_Written tasks_
a. From the mailing-list post on removing hard returns from scans, write out the passage starting with "may decide to" and going on through "on some scans.", word for word.
b. Resume the mailing-list post on removing hard returns from scans, picking up right after its final sentence.

_Reading passage_
[bksvol-discuss] Re: Fixing Occasional Hard Returns In The Middle Of Paragraphs

  • From: "Paula and James Muysenberg" <outofsightlife@xxxxxxxxxxx>
  • To: <bksvol-discuss@xxxxxxxxxxxxx>
  • Date: Fri, 14 Apr 2006 08:43:19 -0500

Gerald,

    I know this must have taken a long time to put together. My thanks to you, 
Grace Jake, et al, for the work you do on behalf of the volunteer community.

Paula
  ----- Original Message ----- 
  From: Gerald Hovas 
  To: bksvol-discuss@xxxxxxxxxxxxx 
  Sent: Thursday, April 13, 2006 11:51 AM
  Subject: [bksvol-discuss] Fixing Occasional Hard Returns In The Middle Of 
Paragraphs


  Here are the tips I sent to Grace for her to review.  Since she went ahead 
and posted them, and since they're related to a couple of posts in the last 
day, I thought I'd send them to the list.

   

  Gerald

   

   

   

  Removal Of Hard Returns At The End Of Every Line

   

   

  Some scans contain Hard Returns (ASCII 13) at the end of every line.  While 
this causes the text in the scan to appear exactly as it appears in the book,

  it results in poorer quality books because this character specifies a new 
paragraph as well as a new line.  Each line in the file becomes its own 
paragraph

  which prevents members from being able to skim the book by paragraph since 
skipping ahead to the beginning of the next paragraph takes you to the beginning

  of the next line, even if it isn't the beginning of the next paragraph in the 
text.  The fix isn't simple and takes a little time, but it's quicker than

  rescanning the book and makes a difference to members who like to skim 
through their favorite books from time to time.  Enough of a difference that 
someone

  may decide to rescan the book later to fix the problem.

   

  The following is a procedure to fix the problem using Word.  Keep in mind 
that each scan can have its own set of problems and that the steps may need to

  be adapted before the procedure can be used on some scans.

   

  Note that the procedure expects a blank line after headers and before footers.

Coordinate annotation entries:
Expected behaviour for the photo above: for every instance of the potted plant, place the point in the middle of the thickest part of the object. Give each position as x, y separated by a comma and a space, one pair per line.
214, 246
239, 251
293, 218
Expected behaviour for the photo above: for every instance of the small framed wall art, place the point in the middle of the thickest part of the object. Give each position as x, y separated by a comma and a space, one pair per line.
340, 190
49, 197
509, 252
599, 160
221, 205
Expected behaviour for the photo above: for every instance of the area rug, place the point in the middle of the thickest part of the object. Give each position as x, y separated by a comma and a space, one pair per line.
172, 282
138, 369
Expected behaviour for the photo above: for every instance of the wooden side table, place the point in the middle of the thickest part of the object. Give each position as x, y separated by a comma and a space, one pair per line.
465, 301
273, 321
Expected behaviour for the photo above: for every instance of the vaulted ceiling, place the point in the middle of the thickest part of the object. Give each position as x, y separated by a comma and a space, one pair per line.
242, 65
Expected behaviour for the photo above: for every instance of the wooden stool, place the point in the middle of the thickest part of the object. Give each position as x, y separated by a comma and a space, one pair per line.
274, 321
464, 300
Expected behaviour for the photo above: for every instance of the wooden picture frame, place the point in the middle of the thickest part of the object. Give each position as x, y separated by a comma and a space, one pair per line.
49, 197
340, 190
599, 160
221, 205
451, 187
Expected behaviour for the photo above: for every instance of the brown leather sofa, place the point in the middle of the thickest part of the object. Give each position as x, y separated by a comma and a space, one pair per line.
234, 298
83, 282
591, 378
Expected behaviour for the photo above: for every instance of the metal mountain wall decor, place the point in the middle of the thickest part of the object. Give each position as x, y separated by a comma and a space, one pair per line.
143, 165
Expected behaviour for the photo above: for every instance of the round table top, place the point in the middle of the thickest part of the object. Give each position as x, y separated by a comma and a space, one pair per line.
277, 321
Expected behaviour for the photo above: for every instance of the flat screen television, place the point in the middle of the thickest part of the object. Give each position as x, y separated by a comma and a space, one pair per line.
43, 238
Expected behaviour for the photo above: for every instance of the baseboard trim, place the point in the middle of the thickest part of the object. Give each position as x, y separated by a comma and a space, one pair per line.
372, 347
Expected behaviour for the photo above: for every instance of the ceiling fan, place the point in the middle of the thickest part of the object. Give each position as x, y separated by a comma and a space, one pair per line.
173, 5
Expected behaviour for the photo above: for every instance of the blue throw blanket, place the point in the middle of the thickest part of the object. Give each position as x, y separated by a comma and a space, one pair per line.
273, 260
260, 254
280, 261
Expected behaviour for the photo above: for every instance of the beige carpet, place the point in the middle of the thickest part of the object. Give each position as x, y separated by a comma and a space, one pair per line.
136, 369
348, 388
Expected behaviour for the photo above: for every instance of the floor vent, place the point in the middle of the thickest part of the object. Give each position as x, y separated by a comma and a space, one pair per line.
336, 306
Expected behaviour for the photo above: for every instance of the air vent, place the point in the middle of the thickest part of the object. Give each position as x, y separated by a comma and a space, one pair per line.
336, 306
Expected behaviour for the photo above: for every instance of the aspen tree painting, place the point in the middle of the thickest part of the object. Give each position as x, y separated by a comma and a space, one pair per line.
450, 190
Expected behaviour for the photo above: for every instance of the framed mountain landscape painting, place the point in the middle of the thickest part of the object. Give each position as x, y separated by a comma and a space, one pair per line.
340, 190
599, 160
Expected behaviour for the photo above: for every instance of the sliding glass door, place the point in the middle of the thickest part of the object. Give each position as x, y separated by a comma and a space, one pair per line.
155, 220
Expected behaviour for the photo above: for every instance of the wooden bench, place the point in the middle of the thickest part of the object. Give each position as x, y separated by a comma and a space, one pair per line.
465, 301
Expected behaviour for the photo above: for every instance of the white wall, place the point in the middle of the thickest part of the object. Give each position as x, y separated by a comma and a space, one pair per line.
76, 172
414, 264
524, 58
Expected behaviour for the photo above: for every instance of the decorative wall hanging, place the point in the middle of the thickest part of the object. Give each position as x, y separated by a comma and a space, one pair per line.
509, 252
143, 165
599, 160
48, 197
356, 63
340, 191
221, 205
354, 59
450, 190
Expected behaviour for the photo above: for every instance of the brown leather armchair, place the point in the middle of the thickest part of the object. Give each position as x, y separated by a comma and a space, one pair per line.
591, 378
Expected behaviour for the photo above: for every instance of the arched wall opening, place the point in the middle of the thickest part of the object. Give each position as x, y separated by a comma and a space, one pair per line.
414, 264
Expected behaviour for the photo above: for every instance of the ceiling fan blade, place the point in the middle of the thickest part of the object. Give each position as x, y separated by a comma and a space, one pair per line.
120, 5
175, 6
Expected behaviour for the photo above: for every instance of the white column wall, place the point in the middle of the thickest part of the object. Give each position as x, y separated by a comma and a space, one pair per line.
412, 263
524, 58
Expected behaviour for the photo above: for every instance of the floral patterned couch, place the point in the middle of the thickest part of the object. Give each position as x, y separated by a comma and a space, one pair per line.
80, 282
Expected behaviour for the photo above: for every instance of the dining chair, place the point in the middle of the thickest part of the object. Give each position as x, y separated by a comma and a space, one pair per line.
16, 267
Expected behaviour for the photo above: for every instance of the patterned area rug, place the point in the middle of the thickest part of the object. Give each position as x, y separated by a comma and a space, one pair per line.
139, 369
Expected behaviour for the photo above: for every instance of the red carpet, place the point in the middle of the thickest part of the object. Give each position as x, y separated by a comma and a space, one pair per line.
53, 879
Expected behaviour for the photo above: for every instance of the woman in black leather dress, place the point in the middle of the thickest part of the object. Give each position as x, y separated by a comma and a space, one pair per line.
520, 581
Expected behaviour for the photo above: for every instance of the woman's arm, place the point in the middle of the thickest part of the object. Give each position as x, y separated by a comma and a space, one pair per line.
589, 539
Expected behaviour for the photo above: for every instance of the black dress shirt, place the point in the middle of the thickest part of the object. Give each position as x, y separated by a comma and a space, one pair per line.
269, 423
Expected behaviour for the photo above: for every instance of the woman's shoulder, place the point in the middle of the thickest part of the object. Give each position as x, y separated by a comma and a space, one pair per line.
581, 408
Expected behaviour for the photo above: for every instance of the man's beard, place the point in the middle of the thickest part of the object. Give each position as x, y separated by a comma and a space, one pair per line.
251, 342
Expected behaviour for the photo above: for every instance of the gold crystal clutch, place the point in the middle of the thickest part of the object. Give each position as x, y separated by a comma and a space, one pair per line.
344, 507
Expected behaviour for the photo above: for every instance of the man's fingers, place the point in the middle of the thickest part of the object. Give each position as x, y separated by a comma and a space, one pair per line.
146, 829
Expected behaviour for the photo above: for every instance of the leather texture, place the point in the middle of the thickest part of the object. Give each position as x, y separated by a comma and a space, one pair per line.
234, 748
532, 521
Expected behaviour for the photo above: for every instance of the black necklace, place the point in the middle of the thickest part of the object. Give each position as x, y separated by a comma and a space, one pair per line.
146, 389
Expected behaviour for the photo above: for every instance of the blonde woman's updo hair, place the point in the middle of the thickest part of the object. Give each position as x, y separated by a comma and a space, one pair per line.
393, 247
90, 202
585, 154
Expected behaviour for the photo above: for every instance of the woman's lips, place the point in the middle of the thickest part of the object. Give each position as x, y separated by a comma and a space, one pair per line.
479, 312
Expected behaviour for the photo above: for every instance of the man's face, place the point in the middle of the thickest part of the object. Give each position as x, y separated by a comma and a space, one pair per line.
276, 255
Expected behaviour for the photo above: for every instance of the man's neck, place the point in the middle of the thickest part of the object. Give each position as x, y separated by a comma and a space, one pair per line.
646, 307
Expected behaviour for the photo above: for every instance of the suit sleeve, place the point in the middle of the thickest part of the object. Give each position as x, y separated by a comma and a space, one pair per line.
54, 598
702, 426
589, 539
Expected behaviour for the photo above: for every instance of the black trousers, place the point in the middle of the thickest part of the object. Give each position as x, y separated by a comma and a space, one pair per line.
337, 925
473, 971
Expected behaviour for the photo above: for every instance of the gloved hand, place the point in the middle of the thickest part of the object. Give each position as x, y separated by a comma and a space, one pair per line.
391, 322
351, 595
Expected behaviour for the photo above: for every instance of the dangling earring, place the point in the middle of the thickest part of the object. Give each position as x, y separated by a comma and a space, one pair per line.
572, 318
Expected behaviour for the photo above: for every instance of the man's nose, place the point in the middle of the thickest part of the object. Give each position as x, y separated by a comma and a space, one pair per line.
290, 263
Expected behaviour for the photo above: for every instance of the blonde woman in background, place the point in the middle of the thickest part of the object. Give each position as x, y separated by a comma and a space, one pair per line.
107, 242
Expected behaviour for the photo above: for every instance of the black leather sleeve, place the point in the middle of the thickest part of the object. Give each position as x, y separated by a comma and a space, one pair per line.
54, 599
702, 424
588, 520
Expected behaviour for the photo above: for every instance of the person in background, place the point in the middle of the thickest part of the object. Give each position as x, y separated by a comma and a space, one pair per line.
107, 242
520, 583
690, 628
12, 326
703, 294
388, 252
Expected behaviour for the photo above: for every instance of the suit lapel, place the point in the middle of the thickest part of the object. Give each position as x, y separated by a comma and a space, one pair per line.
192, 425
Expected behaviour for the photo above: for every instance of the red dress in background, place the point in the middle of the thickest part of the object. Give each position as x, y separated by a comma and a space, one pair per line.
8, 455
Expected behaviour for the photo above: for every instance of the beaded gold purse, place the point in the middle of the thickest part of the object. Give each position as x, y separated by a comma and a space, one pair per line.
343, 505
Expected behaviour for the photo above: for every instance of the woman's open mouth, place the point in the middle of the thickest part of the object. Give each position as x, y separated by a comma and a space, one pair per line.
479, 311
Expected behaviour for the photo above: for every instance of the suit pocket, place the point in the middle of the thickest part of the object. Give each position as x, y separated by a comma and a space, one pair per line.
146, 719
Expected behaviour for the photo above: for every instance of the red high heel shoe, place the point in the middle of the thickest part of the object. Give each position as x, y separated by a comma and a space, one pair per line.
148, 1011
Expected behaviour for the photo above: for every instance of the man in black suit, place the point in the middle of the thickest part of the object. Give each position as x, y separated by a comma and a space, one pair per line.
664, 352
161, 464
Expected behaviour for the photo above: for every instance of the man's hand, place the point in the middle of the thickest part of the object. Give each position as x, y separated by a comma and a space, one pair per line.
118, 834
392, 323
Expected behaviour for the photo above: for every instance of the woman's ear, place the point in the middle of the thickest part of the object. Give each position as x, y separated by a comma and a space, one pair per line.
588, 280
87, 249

_Replies_
a.
may decide to rescan the book later to fix the problem.

   

  The following is a procedure to fix the problem using Word.  Keep in mind 
that each scan can have its own set of problems and that the steps may need to

  be adapted before the procedure can be used on some scans.

b.
  First you need to verify if this procedure is needed.  This can be done using 
the Ctrl-Up and Ctrl-Down keys.  The cursor will stop at the beginning of

  paragraphs.  If the cursor stops at the beginning of each line, then the scan 
has this problem.

   

  An alternative method for verifying the problem is to toggle invisible 
characters on with Ctrl-* (Ctrl-Shift-8) and look for Paragraph Markers.  If 
Paragraph

  Marker appears at the end of each line, then the scan has this problem.  
Pressing Ctrl-* again will toggle invisible characters off.

   

  If the problem is intermittent instead of at the end of every line, then see 
the tip for fixing occasional Hard Returns in the middle of paragraphs.

   

  If the problem is indeed at the end of every line and the scan has blank 
lines between paragraphs, then the following procedure should work.  Notes on 
adapting

  the procedure to scans which do not contain blank lines between paragraphs 
and notes for adapting the procedure to K-1000 will be included afterwards.

   

  List of 9 items

  1. First make a backup copy of the file before starting.  That way it's easy 
to fall back to a known position and start over if something goes wrong.

   

  2. Move to the first page of the prologue or the first page of chapter one if 
you do not wish to make changes to the book's frontmatter and select the 
remaining

  text with Ctrl-Shift-End.  Be careful not to move around in the file between 
steps since this will cause the text to no longer be selected.

   

  3. Replace ^w^p with ^p.  This will remove any whitespace at the end of lines 
making them consistent.  Making the end of lines consistent is necessary for

  the following global find and replaces to fix every line.

   

  4. You may also wish to remove whitespace at the beginning of lines if the 
scan contains blank lines between paragraphs, but this isn't necessary for the

  remaining steps to work and will cause problems when adapting the procedure 
to scans which do not contain blank lines between paragraphs.  If you wish

  to do so, though, replace ^p^w with ^p.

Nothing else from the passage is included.